- _Request_
Write the next portion of the underwriting pricing agreement below, picking up after its final sentence.

- _Excerpted passage_
Wells Fargo Securities, LLC   
    As Representative of the several   
        Underwriters named in Schedule I hereto,    June 19, 2012

  c/o Wells Fargo Securities, LLC

  301 S. College Street

  Charlotte, NC 28202

Ladies and Gentlemen:

Newfield Exploration Company, a Delaware corporation (the “Company”), proposes, subject to the terms and conditions stated herein and in the Underwriting Agreement, dated June 19, 2012 (the “Underwriting Agreement”), to issue and sell to the Underwriters named in Schedule I hereto (the “Underwriters”) the Designated Securities specified in Schedule II hereto (the “Designated Securities”). Each of the provisions of the Underwriting Agreement is incorporated herein by reference in its entirety and shall be deemed to be a part of this Agreement to the same extent as if such provisions had been set forth in full herein; and each of the representations and warranties set forth therein shall be deemed to have been made at and as of the date of this Pricing Agreement, except that each representation and warranty which refers to the Prospectus or the Time of Sale Prospectus in Section 2 of the Underwriting Agreement shall be deemed to be a representation or warranty as of the date of the Underwriting Agreement in relation to the Prospectus or the Time of Sale Prospectus (each as therein defined), and also a representation and warranty as of the date of this Pricing Agreement in relation to the Prospectus or the Time of Sale Prospectus, each relating to the Designated Securities which are the subject of this Pricing Agreement. Each reference to the Representative herein and in the provisions of the Underwriting Agreement so incorporated by reference shall be deemed to refer to you. Unless otherwise defined herein, terms defined in the Underwriting Agreement are used herein as therein defined. The Representative designated to act on behalf of each of the Underwriters of the Designated Securities pursuant to Section 13 of the Underwriting Agreement and the address of the Representative referred to in such Section 13 are set forth in Schedule II hereto.

An amendment to the Registration Statement, or a supplement to the Prospectus (in preliminary and final form), as the case may be, relating to the Designated Securities, in the form heretofore delivered to you has been and is proposed to be filed with the Commission.

- _Source excerpt_
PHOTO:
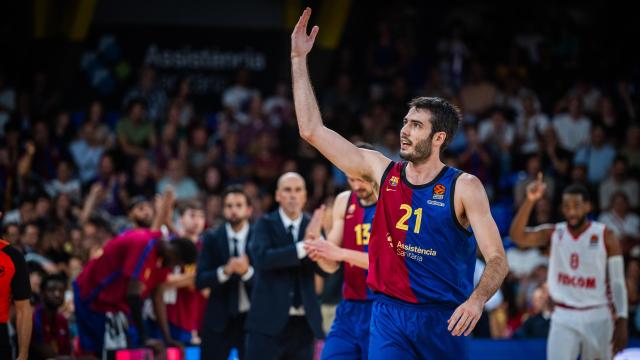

- _Response for this exercise_
Subject to the terms and conditions set forth herein and in the Underwriting Agreement incorporated herein by reference, the Company agrees to issue and sell to each of the Underwriters, and each of the Underwriters, on the basis of the representations, warranties and agreements set forth herein and in the Underwriting Agreement, agrees, severally and not jointly, to purchase from the Company, at the time and place and at the purchase price to the Underwriters set forth in Schedule II hereto, the principal amount of Designated Securities set forth opposite the name of such Underwriter in Schedule I hereto.


If the foregoing is in accordance with your understanding, please sign and return to us 5 counterparts hereof, and upon acceptance hereof by you, on behalf of each of the Underwriters, this letter and such acceptance hereof, including the provisions of the Underwriting Agreement incorporated herein by reference, shall constitute a binding agreement between each of the Underwriters and the Company. It is understood that your acceptance of this letter on behalf of each of the Underwriters is or will be pursuant to the authority set forth in a form of agreement among the Underwriters, the form of which shall be submitted to the Company for examination, upon request, but without warranty on the part of the Representative as to the authority of the signers thereof.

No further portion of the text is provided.